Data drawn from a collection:
* * *

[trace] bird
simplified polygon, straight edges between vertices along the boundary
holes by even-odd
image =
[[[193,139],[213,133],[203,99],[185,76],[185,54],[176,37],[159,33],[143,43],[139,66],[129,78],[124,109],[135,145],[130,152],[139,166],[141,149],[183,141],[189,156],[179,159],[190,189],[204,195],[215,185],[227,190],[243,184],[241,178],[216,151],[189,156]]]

* * *

*WHAT THE EXERCISE ASKS:*
Return all of the data above line for line, with no changes.

*THE RESPONSE:*
[trace] bird
simplified polygon, straight edges between vertices along the boundary
holes by even-odd
image =
[[[193,139],[213,133],[203,99],[185,76],[185,54],[176,37],[159,33],[143,43],[139,66],[129,78],[124,109],[135,145],[130,152],[139,166],[141,149],[183,141],[189,156],[179,159],[190,189],[204,195],[215,185],[227,190],[243,184],[241,178],[216,151],[189,156]]]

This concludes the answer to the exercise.